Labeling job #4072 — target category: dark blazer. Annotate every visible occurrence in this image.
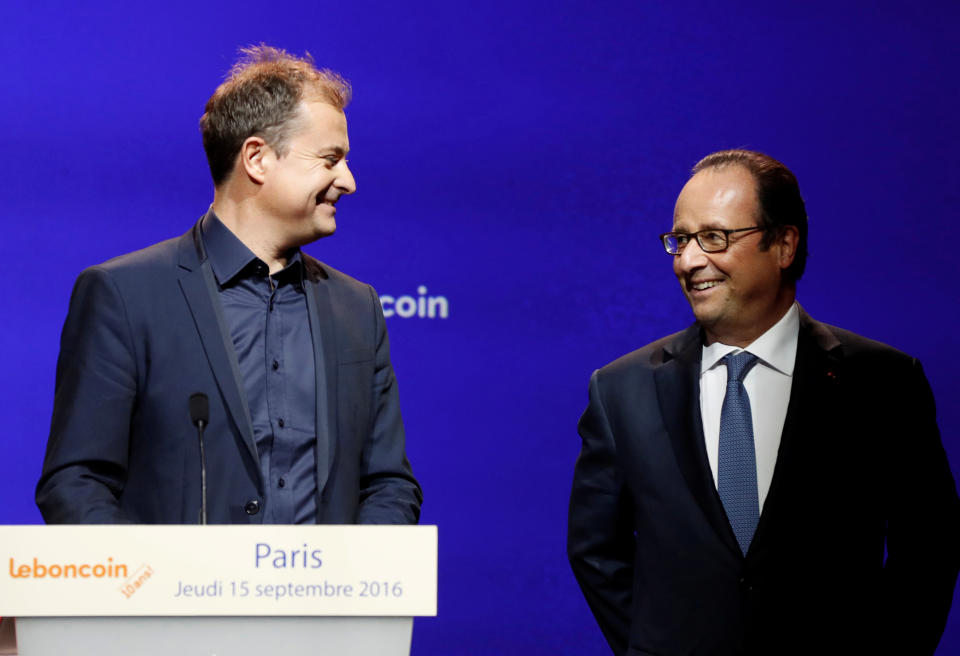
[36,222,421,524]
[568,310,960,656]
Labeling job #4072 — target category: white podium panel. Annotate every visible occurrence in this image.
[17,617,413,656]
[0,526,437,656]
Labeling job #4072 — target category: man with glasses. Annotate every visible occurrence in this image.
[567,150,960,656]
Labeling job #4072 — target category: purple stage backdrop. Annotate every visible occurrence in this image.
[0,0,960,656]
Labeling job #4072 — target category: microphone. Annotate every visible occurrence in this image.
[190,392,210,524]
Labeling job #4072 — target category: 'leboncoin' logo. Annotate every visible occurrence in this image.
[380,285,450,319]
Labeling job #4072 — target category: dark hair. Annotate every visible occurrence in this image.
[200,44,351,185]
[693,150,807,282]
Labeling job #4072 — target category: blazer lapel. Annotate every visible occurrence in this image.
[304,257,337,500]
[654,324,740,556]
[750,308,841,551]
[179,219,260,472]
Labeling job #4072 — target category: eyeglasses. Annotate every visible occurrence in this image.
[660,226,763,255]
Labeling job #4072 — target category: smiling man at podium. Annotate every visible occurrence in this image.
[36,46,422,524]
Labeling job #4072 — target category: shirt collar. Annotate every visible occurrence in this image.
[200,208,303,287]
[700,303,800,376]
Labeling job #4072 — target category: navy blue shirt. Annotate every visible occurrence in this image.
[201,211,317,524]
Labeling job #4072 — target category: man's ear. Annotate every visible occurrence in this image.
[238,137,272,184]
[774,226,800,271]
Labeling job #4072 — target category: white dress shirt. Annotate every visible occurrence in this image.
[700,303,800,511]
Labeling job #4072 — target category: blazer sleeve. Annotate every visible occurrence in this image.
[882,360,960,654]
[567,371,635,654]
[357,288,423,524]
[36,267,137,524]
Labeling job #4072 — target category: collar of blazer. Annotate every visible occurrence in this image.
[178,210,337,500]
[652,307,842,559]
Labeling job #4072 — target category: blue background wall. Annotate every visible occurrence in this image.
[0,0,960,655]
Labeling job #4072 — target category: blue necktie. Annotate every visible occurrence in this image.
[717,351,760,554]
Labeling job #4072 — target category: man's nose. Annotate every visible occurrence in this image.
[334,161,357,194]
[673,239,707,272]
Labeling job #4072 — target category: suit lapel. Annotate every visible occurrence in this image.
[654,324,740,556]
[750,308,841,551]
[179,219,260,472]
[304,257,337,500]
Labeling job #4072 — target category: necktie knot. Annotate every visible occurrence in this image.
[723,351,758,383]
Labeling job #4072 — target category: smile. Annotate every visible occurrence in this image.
[690,280,720,292]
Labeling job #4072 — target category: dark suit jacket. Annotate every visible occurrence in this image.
[568,311,960,656]
[37,218,421,524]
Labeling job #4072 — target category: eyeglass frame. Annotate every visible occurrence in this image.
[660,226,764,255]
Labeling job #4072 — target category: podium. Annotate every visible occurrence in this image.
[0,526,437,656]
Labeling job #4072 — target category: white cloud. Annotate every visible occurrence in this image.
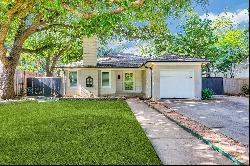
[201,9,249,24]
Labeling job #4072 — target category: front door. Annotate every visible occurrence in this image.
[123,72,134,91]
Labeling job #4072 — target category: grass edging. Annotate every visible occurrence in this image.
[59,97,126,100]
[145,102,245,165]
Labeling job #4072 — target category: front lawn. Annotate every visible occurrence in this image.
[0,101,161,164]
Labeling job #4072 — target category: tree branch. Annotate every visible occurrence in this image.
[62,0,145,19]
[36,24,80,32]
[22,45,52,54]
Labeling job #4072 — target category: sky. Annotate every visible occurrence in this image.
[120,0,249,53]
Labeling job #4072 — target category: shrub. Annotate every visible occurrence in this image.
[241,84,249,96]
[202,88,215,100]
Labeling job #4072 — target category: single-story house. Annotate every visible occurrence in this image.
[57,37,208,100]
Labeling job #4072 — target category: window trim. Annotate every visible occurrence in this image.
[101,70,111,88]
[123,71,135,92]
[68,70,78,89]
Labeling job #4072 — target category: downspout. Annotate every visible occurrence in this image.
[145,65,153,99]
[62,68,66,96]
[150,67,153,99]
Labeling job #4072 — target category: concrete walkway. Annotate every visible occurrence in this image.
[127,99,233,165]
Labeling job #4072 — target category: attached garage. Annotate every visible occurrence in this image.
[160,69,195,98]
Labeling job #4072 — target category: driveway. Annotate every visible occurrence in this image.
[162,96,249,145]
[127,99,233,165]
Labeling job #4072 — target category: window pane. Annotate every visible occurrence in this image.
[69,71,77,87]
[125,73,133,81]
[102,72,109,86]
[125,82,134,90]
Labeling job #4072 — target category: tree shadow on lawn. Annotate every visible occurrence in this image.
[0,111,160,164]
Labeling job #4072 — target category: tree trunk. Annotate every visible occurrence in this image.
[0,65,16,99]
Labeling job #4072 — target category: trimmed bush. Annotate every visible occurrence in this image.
[241,84,249,96]
[202,88,215,100]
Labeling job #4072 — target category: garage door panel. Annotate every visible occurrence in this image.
[160,69,194,98]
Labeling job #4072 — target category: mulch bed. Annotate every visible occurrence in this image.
[145,100,249,165]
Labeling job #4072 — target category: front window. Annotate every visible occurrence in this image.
[69,71,77,87]
[124,73,134,90]
[102,72,110,87]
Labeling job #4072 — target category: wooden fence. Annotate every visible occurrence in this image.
[202,77,224,95]
[223,78,249,95]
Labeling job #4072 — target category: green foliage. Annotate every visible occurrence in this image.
[241,84,249,96]
[201,88,214,100]
[0,101,161,165]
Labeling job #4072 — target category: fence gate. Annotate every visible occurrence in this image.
[202,77,224,95]
[27,77,63,97]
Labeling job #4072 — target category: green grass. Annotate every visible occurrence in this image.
[0,101,161,164]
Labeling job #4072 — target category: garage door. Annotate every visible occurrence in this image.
[160,69,194,98]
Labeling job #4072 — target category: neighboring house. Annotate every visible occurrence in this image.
[56,37,208,99]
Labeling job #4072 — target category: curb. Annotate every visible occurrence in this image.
[145,102,245,165]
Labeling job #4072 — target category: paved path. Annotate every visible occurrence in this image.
[163,96,249,145]
[127,99,233,165]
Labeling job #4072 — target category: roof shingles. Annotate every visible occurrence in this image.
[57,53,209,68]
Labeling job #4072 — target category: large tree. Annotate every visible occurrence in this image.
[19,29,83,77]
[0,0,205,99]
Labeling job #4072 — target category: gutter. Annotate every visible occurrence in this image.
[145,66,153,99]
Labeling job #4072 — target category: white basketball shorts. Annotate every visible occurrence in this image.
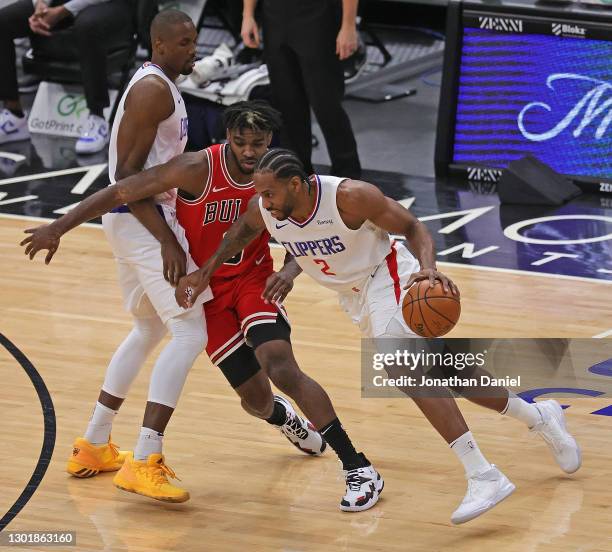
[339,242,420,338]
[102,205,212,324]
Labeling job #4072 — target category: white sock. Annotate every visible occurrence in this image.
[134,427,164,462]
[501,393,542,429]
[85,402,117,445]
[450,431,491,478]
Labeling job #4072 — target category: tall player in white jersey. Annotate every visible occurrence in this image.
[67,10,210,502]
[177,149,581,523]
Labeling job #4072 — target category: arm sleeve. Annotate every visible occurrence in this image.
[64,0,110,17]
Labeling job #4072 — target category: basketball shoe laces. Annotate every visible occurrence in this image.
[346,468,367,491]
[140,459,180,487]
[108,440,119,458]
[284,414,308,439]
[530,414,565,453]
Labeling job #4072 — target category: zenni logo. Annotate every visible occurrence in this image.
[478,17,523,33]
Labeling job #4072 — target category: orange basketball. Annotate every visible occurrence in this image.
[402,280,461,337]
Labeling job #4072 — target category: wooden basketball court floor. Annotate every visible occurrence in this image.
[0,219,612,552]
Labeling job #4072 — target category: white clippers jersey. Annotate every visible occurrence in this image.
[108,62,187,208]
[259,175,391,292]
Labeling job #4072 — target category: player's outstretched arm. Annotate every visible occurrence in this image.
[20,153,208,264]
[174,195,266,308]
[337,180,459,295]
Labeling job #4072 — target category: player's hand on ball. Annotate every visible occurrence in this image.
[404,268,459,297]
[19,224,61,264]
[261,270,293,304]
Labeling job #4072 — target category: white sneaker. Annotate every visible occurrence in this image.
[340,453,385,512]
[451,464,516,525]
[0,109,30,144]
[530,400,582,473]
[191,42,234,85]
[274,395,327,456]
[75,114,108,153]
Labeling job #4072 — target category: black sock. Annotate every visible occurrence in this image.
[319,418,370,470]
[266,401,287,426]
[7,107,24,119]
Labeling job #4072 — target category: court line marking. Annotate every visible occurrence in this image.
[0,213,612,285]
[0,333,57,531]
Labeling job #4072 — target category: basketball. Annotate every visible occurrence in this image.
[402,280,461,337]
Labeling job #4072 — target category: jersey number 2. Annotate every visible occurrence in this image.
[313,259,336,276]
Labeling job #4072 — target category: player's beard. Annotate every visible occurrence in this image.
[181,58,195,75]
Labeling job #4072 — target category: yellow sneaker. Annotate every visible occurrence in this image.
[66,438,127,477]
[113,452,189,502]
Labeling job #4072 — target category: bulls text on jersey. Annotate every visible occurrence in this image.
[202,199,242,226]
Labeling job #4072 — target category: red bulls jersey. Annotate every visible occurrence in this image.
[176,144,272,279]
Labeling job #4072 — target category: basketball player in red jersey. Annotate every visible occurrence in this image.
[176,149,581,524]
[22,102,384,511]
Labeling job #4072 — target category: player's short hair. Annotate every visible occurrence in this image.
[255,148,310,186]
[151,8,193,42]
[223,100,281,132]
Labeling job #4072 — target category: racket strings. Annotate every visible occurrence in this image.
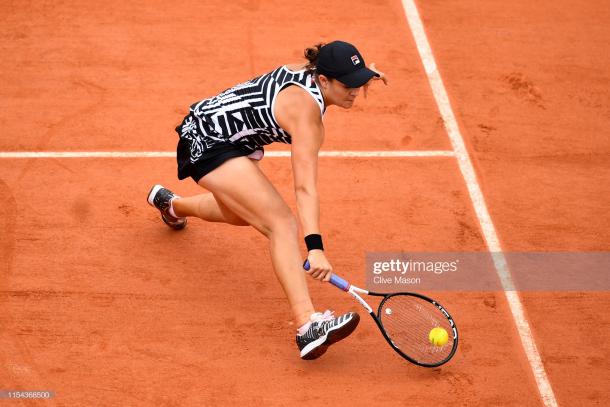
[379,295,454,364]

++++++

YOUR INSTRUCTIONS:
Convert the lines from the one containing "Labeling job #4072 — target category: man with" through the one containing "[700,303,800,376]", both included, into a JSON list of strings with one string per line and no blank lines.

WRITTEN ANSWER:
[
  "Labeling job #4072 — target category: man with glasses. Annotate every visible occurrence in this image.",
  "[567,150,960,656]",
  "Labeling job #4072 — target category: purple stage backdrop. Annotate every visible occurrence in this image.",
  "[0,0,960,656]",
  "Labeling job #4072 — target category: microphone. Annotate every visible occurrence in this image.",
  "[190,392,210,524]",
  "Labeling job #4072 — target category: 'leboncoin' logo. Annotate every visible occurrence in this image.",
  "[380,285,450,319]",
  "Labeling job #4072 — target category: dark hair. Annotate every visible occurrence in this image.",
  "[200,44,351,185]",
  "[693,150,807,282]",
  "Labeling job #4072 — target category: blazer lapel. Annotate every visible occurrence in this image.",
  "[304,257,337,500]",
  "[654,324,740,556]",
  "[750,308,841,551]",
  "[179,219,260,472]",
  "Labeling job #4072 — target category: eyeglasses. Annotate every visible occurrence in this image.",
  "[660,226,763,255]",
  "Labeling job #4072 — target category: smiling man at podium. Annotate every visible occurrence in this image.",
  "[36,46,422,524]",
  "Labeling job #4072 — target category: shirt collar. Annotate every visible occurrence in this image.",
  "[200,208,303,287]",
  "[700,303,800,376]"
]